AIM OF THE EXERCISE: Identify the line that contains "If you could pick out the person wearing" in the material. Output it and every line after it, unchanged, through the end.

THE INPUT:
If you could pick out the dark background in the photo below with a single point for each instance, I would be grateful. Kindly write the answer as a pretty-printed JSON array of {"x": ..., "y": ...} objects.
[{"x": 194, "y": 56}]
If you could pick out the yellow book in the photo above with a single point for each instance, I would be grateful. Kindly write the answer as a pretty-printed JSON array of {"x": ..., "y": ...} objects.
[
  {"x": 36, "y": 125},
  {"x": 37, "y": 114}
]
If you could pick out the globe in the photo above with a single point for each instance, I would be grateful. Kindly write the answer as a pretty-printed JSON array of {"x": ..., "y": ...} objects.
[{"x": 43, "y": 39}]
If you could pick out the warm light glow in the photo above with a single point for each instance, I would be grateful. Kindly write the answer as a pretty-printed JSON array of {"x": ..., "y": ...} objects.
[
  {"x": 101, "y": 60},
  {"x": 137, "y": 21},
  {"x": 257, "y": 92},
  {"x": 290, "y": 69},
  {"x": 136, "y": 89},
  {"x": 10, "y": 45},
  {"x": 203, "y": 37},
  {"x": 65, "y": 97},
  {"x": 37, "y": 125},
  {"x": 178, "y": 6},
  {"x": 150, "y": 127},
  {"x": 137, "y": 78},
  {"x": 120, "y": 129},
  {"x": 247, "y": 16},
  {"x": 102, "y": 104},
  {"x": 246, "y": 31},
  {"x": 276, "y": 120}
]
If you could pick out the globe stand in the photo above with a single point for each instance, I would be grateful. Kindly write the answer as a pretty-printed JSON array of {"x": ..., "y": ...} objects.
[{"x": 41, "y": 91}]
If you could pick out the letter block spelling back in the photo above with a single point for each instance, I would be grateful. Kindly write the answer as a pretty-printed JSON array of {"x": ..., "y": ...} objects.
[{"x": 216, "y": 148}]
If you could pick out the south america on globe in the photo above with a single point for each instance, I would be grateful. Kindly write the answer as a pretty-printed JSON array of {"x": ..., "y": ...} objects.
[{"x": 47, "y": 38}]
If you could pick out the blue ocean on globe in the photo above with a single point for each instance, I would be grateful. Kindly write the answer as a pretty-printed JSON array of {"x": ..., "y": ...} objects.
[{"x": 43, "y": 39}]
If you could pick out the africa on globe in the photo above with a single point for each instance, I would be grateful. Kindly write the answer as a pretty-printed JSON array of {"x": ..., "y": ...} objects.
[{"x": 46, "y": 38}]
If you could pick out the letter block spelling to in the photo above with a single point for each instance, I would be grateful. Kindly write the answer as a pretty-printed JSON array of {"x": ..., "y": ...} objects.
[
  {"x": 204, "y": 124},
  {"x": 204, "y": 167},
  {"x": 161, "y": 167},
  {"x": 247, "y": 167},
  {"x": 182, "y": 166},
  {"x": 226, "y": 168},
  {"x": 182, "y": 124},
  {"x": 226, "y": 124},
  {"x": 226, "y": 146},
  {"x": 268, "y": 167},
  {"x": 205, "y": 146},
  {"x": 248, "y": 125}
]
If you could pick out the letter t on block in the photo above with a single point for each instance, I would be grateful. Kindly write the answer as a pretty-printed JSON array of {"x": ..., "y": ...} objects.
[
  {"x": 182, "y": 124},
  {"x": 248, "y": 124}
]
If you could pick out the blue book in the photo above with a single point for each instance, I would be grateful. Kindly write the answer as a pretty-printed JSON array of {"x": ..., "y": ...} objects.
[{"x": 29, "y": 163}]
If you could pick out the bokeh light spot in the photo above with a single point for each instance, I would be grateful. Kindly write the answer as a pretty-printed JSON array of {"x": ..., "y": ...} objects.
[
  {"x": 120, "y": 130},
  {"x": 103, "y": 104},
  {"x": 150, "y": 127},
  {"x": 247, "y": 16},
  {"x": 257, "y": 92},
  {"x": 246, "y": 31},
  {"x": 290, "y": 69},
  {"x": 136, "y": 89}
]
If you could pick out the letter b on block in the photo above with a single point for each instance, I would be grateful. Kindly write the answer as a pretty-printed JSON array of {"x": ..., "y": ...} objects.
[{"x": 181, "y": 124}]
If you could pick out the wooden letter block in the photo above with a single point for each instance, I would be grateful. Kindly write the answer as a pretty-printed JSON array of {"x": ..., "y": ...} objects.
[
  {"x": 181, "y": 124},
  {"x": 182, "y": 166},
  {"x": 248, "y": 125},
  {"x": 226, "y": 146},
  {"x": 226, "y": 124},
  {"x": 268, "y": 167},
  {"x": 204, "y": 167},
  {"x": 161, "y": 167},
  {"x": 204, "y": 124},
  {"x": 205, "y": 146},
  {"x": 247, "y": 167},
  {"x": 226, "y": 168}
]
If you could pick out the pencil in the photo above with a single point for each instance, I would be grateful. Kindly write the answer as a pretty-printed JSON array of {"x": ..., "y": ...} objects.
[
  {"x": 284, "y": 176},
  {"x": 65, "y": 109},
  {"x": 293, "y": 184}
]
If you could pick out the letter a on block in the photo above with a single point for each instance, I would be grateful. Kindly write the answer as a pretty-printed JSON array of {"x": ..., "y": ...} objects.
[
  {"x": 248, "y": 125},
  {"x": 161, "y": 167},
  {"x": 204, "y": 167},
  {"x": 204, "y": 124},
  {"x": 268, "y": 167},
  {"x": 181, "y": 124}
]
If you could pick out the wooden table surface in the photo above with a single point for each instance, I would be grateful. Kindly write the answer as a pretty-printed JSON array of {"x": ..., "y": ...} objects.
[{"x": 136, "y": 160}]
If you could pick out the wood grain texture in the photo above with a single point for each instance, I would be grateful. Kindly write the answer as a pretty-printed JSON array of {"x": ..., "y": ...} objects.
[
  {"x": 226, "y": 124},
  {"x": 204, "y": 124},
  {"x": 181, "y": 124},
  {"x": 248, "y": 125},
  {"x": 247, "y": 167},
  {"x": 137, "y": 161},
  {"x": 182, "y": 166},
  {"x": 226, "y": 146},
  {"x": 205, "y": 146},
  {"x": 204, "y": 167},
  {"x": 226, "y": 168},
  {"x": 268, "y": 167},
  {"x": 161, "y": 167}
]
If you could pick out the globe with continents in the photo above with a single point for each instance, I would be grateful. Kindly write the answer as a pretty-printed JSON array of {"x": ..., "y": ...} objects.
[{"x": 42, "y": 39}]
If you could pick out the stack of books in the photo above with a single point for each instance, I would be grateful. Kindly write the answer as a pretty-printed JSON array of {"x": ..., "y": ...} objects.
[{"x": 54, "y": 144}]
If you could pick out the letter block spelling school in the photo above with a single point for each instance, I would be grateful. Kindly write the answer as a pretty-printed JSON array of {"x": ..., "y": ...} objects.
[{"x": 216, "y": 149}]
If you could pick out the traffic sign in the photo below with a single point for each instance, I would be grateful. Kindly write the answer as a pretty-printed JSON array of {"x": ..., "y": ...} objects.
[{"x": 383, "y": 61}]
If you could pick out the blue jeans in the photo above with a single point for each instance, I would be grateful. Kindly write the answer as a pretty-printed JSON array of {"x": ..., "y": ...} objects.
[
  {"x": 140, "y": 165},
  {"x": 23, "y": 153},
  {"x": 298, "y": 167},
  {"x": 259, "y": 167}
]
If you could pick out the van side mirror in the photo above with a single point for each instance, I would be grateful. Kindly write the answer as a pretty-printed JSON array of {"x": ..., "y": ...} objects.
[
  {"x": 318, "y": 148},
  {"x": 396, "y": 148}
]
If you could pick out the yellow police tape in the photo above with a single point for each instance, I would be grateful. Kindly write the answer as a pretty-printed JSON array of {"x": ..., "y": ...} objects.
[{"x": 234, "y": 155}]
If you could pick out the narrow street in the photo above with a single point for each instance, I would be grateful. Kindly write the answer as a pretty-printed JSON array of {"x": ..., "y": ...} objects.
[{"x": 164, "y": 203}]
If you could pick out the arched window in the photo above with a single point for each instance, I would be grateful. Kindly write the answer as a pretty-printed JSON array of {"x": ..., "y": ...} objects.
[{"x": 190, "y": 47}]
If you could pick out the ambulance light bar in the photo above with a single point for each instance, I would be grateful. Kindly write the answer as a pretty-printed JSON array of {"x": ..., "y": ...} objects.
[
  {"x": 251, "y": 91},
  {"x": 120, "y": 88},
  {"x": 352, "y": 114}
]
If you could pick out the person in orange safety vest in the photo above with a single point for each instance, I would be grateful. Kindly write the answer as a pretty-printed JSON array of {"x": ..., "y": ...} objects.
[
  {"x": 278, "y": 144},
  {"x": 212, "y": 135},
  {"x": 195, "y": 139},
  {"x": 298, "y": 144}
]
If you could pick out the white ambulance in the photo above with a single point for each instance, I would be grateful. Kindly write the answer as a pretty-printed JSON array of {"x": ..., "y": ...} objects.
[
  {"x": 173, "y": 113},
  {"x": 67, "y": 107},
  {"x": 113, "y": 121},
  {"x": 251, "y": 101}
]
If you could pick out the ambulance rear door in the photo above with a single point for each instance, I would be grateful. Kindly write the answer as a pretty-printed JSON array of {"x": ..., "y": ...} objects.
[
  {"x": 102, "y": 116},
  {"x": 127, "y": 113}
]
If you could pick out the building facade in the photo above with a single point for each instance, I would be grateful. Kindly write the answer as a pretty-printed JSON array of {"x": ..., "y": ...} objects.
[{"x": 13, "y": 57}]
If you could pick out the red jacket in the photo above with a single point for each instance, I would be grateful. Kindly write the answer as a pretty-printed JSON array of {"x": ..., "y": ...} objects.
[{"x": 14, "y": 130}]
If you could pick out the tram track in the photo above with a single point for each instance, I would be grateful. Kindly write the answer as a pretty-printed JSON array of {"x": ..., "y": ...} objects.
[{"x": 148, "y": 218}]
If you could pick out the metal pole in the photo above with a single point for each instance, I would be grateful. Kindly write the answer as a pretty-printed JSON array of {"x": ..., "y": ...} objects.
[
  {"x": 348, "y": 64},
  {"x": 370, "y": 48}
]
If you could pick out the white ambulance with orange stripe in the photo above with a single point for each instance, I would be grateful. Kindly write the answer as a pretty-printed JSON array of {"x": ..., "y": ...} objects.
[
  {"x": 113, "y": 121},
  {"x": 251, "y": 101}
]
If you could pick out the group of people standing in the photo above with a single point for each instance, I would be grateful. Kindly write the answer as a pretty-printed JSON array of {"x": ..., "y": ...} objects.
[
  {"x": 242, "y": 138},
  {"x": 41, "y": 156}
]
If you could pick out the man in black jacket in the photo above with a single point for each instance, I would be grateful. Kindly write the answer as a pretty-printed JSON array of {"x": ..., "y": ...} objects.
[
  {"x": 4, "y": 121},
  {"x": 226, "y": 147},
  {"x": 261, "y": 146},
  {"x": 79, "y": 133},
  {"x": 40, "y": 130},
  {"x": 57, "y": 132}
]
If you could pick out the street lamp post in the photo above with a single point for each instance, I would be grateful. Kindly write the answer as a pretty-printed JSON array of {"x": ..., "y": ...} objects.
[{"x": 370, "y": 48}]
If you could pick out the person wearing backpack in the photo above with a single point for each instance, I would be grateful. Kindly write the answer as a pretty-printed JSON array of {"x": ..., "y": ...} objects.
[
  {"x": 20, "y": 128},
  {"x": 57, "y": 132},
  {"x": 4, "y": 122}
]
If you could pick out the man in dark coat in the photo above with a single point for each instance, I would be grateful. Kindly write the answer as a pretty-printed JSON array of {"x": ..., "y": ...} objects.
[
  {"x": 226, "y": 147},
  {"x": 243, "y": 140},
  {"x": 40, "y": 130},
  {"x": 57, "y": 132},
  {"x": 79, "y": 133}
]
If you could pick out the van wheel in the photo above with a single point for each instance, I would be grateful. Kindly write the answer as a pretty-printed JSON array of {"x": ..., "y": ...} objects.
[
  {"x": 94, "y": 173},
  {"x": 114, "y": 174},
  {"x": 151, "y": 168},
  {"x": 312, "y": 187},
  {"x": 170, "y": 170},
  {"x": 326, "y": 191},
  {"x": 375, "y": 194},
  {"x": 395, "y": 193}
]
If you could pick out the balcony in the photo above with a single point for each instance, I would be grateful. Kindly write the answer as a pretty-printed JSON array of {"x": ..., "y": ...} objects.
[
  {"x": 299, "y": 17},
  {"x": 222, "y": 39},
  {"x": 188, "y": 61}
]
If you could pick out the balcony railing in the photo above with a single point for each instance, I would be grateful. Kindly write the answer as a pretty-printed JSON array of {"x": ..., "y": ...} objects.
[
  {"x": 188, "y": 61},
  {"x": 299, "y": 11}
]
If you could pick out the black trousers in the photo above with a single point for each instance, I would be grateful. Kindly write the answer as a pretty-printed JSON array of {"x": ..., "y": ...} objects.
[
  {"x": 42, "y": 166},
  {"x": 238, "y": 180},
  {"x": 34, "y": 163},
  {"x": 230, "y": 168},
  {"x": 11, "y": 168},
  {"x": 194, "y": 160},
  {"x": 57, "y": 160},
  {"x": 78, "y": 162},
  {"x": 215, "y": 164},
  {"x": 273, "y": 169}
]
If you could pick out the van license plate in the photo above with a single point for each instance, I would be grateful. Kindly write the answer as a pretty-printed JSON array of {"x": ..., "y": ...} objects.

WRITTEN SOLUTION:
If you could pick out the person wearing backpack in the photo above with a single point for each instance, I would be grateful. Kindly write the answer as a pretty-printed JSON array of {"x": ..., "y": ...} objects.
[
  {"x": 20, "y": 128},
  {"x": 57, "y": 132},
  {"x": 4, "y": 122}
]
If you could pick out the man in dark coat in the photo above with a single point for each instance, I would be grateful. Kindly write the answer as a pretty-printed JSON array of {"x": ..., "y": ...} objects.
[
  {"x": 226, "y": 147},
  {"x": 243, "y": 140},
  {"x": 40, "y": 130},
  {"x": 57, "y": 132},
  {"x": 79, "y": 133}
]
If you could pick out the van wheel in the photo above with a single point for each instance, I would be grateful. Kindly write the answer as a pretty-printed JSON array of {"x": ..., "y": ...} objects.
[
  {"x": 94, "y": 173},
  {"x": 114, "y": 174},
  {"x": 151, "y": 168},
  {"x": 312, "y": 187},
  {"x": 170, "y": 170},
  {"x": 326, "y": 191},
  {"x": 375, "y": 194},
  {"x": 395, "y": 193}
]
If you could pick out the balcony in the photo above with a single point for each instance, I would be grateful. Kindly write the answer as a pretty-printed JSON array of {"x": ..., "y": ...} objects.
[
  {"x": 299, "y": 17},
  {"x": 222, "y": 39},
  {"x": 188, "y": 61}
]
If you could pick out the balcony railing in the photo above with a single point for each instance, I would be grateful. Kindly write the answer as a pretty-printed JSON array of {"x": ..., "y": ...} objects.
[
  {"x": 188, "y": 61},
  {"x": 299, "y": 11}
]
If you could pick out the black trousers in the photo above with a single point for each instance, I would be grateful. Kindly write the answer as a pretty-printed JSON array of {"x": ..., "y": ...} objects.
[
  {"x": 42, "y": 166},
  {"x": 238, "y": 180},
  {"x": 34, "y": 163},
  {"x": 230, "y": 168},
  {"x": 11, "y": 168},
  {"x": 194, "y": 160},
  {"x": 57, "y": 160},
  {"x": 78, "y": 162},
  {"x": 215, "y": 164},
  {"x": 273, "y": 169}
]
If you could pick out the van license plate in the photo above with a single point for each instance, I would be grateful. Kindly write the answer as a pretty-printed JSON array of {"x": ..., "y": ...} objects.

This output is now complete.